▶ [TASK STATEMENT]: Reproduce the entries below exactly, but only from the line containing "pixel 197 200" to the line containing "pixel 10 84", inclusive.

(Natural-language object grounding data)
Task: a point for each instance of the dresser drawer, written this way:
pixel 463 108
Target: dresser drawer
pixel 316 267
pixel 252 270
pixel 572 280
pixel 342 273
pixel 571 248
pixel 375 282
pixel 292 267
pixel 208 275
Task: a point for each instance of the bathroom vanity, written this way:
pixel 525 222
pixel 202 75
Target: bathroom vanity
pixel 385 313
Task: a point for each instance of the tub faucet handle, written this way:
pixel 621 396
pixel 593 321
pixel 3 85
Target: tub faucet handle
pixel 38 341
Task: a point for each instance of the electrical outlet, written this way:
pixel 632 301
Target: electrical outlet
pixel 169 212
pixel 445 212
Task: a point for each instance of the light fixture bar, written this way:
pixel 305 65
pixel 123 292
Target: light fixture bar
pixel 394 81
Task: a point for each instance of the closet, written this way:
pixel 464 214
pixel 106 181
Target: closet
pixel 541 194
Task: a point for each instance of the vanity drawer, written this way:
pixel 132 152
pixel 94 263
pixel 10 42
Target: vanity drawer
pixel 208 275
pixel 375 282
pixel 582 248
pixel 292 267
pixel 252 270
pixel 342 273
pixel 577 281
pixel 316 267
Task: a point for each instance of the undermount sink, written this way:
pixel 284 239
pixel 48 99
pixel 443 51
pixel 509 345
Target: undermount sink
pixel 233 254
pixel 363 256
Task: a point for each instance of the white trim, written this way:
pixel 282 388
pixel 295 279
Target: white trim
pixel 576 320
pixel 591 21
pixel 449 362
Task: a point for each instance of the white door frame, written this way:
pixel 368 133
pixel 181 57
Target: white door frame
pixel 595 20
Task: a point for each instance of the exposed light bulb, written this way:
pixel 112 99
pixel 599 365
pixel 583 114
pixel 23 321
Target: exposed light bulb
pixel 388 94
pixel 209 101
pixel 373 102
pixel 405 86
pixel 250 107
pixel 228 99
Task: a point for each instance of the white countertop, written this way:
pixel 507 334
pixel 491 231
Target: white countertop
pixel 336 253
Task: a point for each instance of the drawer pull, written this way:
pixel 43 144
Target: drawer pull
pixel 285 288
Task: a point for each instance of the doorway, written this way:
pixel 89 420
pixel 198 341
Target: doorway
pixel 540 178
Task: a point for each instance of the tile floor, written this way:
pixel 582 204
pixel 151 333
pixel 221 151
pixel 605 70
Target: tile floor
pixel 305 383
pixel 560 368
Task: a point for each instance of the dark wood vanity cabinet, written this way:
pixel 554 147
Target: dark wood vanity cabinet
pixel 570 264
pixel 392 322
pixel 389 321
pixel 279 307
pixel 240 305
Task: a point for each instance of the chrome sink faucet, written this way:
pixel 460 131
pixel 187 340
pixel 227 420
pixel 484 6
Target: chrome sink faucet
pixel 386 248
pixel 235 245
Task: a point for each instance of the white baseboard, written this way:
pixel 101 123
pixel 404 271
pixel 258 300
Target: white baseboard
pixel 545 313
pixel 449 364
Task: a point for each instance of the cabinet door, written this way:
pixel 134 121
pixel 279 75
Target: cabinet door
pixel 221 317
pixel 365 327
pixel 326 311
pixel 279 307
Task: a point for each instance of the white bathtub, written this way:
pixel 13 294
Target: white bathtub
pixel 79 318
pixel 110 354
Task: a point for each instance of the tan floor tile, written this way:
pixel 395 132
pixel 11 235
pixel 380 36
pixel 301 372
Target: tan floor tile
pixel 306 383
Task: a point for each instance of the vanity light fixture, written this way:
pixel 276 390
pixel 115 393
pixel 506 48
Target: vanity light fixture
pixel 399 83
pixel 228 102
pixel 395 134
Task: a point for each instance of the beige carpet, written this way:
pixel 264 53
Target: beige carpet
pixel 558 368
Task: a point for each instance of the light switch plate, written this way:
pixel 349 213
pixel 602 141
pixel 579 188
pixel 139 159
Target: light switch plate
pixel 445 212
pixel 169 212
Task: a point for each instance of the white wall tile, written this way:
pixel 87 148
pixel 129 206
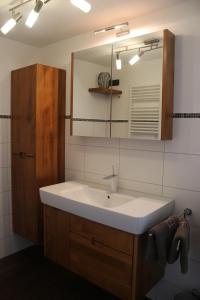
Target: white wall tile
pixel 185 137
pixel 164 291
pixel 187 281
pixel 142 145
pixel 141 166
pixel 102 142
pixel 83 128
pixel 100 160
pixel 97 178
pixel 185 199
pixel 182 171
pixel 140 187
pixel 75 175
pixel 77 158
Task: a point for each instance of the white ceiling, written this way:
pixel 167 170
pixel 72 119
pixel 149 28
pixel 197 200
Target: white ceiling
pixel 60 20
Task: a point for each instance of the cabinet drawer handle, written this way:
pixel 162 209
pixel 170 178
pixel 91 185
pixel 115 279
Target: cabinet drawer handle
pixel 24 155
pixel 96 243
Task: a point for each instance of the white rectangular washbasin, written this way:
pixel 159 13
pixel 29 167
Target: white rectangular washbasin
pixel 131 214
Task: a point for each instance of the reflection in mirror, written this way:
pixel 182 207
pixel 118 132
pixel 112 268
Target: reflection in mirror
pixel 137 65
pixel 91 92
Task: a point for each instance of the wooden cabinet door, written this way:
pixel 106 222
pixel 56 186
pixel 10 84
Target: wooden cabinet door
pixel 23 110
pixel 56 235
pixel 24 197
pixel 104 266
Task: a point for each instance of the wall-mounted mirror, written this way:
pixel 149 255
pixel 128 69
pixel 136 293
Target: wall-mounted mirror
pixel 125 90
pixel 91 103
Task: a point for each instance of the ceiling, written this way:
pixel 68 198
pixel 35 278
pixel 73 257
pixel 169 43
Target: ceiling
pixel 60 20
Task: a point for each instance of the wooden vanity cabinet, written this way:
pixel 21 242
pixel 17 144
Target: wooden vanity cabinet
pixel 37 142
pixel 108 257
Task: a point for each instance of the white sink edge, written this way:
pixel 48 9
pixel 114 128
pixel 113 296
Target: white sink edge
pixel 107 216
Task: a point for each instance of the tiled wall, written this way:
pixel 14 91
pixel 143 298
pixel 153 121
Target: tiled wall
pixel 170 169
pixel 13 55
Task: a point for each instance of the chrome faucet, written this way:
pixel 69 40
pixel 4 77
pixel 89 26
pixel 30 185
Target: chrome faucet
pixel 113 182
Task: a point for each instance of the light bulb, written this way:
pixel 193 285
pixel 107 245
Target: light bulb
pixel 82 5
pixel 118 62
pixel 34 14
pixel 11 23
pixel 8 26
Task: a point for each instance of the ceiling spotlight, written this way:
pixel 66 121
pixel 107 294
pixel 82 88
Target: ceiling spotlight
pixel 121 26
pixel 82 5
pixel 11 23
pixel 122 32
pixel 34 14
pixel 118 62
pixel 136 58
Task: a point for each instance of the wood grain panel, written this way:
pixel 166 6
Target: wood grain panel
pixel 38 131
pixel 47 126
pixel 111 237
pixel 56 235
pixel 101 265
pixel 168 85
pixel 23 97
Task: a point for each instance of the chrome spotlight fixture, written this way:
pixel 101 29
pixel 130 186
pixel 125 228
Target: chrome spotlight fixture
pixel 83 5
pixel 11 23
pixel 118 62
pixel 121 26
pixel 34 14
pixel 136 58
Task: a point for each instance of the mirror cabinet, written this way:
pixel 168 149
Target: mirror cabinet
pixel 125 89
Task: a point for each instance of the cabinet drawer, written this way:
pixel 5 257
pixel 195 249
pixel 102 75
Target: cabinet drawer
pixel 107 268
pixel 106 235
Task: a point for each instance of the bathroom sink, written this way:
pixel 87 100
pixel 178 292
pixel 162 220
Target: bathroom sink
pixel 97 197
pixel 131 214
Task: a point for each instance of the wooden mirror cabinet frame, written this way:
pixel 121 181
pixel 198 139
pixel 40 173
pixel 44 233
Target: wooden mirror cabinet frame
pixel 167 86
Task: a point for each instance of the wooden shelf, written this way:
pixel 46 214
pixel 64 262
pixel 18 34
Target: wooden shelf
pixel 105 91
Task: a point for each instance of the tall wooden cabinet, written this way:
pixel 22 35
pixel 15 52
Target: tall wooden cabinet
pixel 37 142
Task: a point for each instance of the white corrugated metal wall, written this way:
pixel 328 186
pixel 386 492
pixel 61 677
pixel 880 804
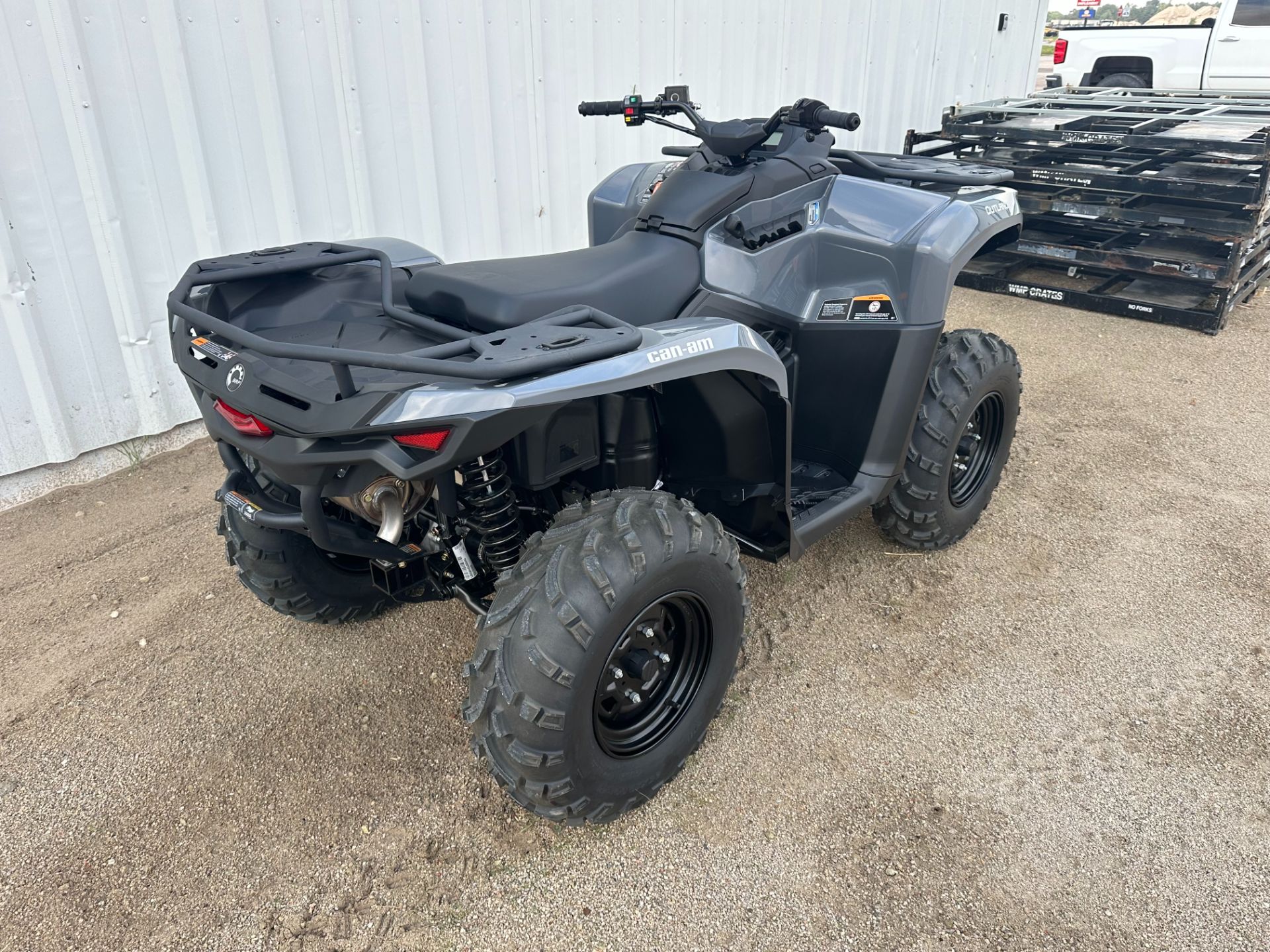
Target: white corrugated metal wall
pixel 140 135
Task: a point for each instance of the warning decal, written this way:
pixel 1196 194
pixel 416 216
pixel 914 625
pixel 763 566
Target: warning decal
pixel 865 307
pixel 212 349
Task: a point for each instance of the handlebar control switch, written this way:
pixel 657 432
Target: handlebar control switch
pixel 633 113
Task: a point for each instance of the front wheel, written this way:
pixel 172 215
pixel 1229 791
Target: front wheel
pixel 960 442
pixel 606 654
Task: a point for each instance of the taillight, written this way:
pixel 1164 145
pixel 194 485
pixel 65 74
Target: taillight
pixel 244 423
pixel 425 440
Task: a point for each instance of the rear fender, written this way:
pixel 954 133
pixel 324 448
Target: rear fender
pixel 669 350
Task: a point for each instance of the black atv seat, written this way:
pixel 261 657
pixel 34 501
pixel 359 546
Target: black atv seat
pixel 640 278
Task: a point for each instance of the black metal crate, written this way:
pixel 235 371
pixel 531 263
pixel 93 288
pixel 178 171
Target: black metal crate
pixel 1209 177
pixel 1158 253
pixel 1180 121
pixel 1146 298
pixel 1144 204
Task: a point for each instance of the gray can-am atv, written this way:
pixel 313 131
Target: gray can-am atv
pixel 581 446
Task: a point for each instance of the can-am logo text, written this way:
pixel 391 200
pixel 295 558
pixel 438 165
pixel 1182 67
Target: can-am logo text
pixel 677 350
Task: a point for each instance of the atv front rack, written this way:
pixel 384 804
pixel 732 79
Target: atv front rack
pixel 575 335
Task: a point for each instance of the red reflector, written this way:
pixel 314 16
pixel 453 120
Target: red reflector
pixel 425 440
pixel 244 423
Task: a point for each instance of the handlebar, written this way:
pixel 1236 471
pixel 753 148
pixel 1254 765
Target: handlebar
pixel 837 120
pixel 610 107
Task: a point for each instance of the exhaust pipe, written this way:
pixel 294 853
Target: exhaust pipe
pixel 392 514
pixel 386 503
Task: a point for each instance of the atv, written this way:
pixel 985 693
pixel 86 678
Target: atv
pixel 579 447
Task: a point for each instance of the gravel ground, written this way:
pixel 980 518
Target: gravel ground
pixel 1053 735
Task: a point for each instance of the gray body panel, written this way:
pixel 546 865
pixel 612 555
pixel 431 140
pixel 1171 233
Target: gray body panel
pixel 872 238
pixel 402 253
pixel 681 348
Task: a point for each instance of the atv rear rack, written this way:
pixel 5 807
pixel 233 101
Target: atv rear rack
pixel 506 354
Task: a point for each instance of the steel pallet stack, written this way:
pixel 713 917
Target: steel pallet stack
pixel 1141 202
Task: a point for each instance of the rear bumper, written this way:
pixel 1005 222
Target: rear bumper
pixel 241 493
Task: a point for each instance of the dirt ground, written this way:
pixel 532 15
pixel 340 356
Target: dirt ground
pixel 1053 735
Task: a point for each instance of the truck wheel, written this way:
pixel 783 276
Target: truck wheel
pixel 960 442
pixel 1128 80
pixel 291 575
pixel 606 653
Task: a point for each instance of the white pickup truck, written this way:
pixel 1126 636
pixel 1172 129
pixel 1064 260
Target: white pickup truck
pixel 1228 51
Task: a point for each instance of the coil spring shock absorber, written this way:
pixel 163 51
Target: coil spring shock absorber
pixel 487 492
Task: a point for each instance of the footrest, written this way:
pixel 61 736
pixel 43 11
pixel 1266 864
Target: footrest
pixel 808 516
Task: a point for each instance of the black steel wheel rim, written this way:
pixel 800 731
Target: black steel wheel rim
pixel 976 450
pixel 653 674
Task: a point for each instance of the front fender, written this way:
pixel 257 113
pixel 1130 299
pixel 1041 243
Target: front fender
pixel 669 350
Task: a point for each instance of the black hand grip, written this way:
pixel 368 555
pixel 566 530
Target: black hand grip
pixel 837 120
pixel 613 107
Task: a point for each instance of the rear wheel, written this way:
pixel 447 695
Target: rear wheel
pixel 606 654
pixel 960 442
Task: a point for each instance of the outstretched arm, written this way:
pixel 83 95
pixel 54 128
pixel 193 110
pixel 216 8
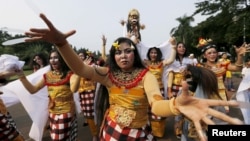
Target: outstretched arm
pixel 54 36
pixel 195 109
pixel 238 65
pixel 171 58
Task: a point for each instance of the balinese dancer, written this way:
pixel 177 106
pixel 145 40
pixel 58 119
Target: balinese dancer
pixel 174 76
pixel 132 26
pixel 156 64
pixel 210 61
pixel 87 95
pixel 8 129
pixel 198 85
pixel 61 84
pixel 243 92
pixel 132 89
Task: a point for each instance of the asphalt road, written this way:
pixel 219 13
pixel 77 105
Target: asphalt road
pixel 23 121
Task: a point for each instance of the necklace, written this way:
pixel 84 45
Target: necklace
pixel 56 72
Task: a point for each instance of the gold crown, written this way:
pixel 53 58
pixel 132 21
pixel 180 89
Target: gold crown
pixel 203 42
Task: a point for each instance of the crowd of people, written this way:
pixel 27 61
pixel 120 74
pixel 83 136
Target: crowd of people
pixel 123 96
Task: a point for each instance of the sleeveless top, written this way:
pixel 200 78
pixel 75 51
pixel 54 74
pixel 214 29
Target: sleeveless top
pixel 128 102
pixel 60 95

▶ [EXERCISE RESULT]:
pixel 197 200
Target: white ceiling
pixel 60 20
Task: a point for each instance of the cabinet drawer handle, written this way:
pixel 162 209
pixel 170 178
pixel 91 185
pixel 115 279
Target: cabinet drawer handle
pixel 24 155
pixel 96 243
Task: a point for each instance of the white rectangular washbasin, written this way:
pixel 159 13
pixel 29 167
Target: white rectangular washbasin
pixel 131 214
Task: a point for each instance of the reflection in mirror, written this way:
pixel 182 207
pixel 118 132
pixel 112 268
Target: reflection in mirror
pixel 137 65
pixel 91 92
Task: a point for each instance of the wooden cabinet door, written this way:
pixel 106 222
pixel 56 186
pixel 10 84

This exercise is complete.